# Which driver?



## fredm (Aug 28, 2008)

I made a DIY sub and am now interested in a DIY speaker. 

I have some infinity beta 20's and am really happy with the sound.

Which driver is at least as good as the ones in my Beta speakers?

I know I can put a really good driver in a box etc. but all things being equal how much would I have to spend on the driver to have a good chance of the speaker sounding as good?

recommendations appreciated

http://www.infinitysystems.com/home...kProduct=Y&Language=ENG&Country=US&Region=USA


----------



## JCD (Apr 20, 2006)

there is more to it than finding a better driver. Getting the right driver combination, the right crossover (not to be under estimated), the right box and the right driver placement. 

I guess where I'm going with this is if you're wanting something good, I'd be looking at some of the established kits out there. Madisound is where I think you'd find your best choices.
_Posted via Mobile Device_


----------



## mdrake (Jan 31, 2008)

Madisound is good, GR Research is another place to look. I am looking at using the NEO8 planar driver in my next DIY speaker. 

Matt


----------



## krips (Sep 7, 2008)

also look at completed designs at htguide.

-=-=-

- Given problem 1: In the speaker driver thread, which driver does mdrake plan to use in the next DIY speaker?
- Given problem 2: Reproduce the part of the speaker driver thread between "I guess where" and "(Jan 31, 2008)", inclusive.
- Given problem 3: Write what follows in the speaker driver thread, picking up right after its final post.
Leave the material that comes next out of the work entirely.

- Source data:
-=-=-

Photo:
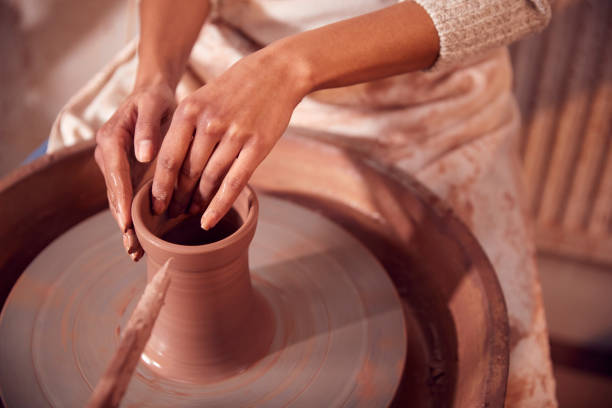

-=-=-

- Final result 1: The NEO8 planar driver.

- Final result 2:
I guess where I'm going with this is if you're wanting something good, I'd be looking at some of the established kits out there. Madisound is where I think you'd find your best choices.
_Posted via Mobile Device_


----------



## mdrake (Jan 31, 2008)

- Final result 3:
----------



## jackfish (Dec 27, 2006)

http://www.audiokarma.org/forums/showthread.php?t=160535

http://www.audiokarma.org/forums/showpost.php?p=2799812&postcount=1011

http://www.audiokarma.org/forums/album.php?albumid=411


----------



## richidoo (Dec 14, 2006)

I opened up my Infinity Entra One's yesterday, wondering why the woofer sounds so good and the tweeter so bad. Electrolytic caps in the crossover are the likely culprit. They are 5% tolerance and look like decent parts, but the treble is pretty rough. You might be surprised at how good they sound with crossover parts upgrade. Both our speaker use Infinity CMMD drivers which will be tough to beat at anywhere near the price. The cabinet volume and ports are tuned precisely for the original drivers.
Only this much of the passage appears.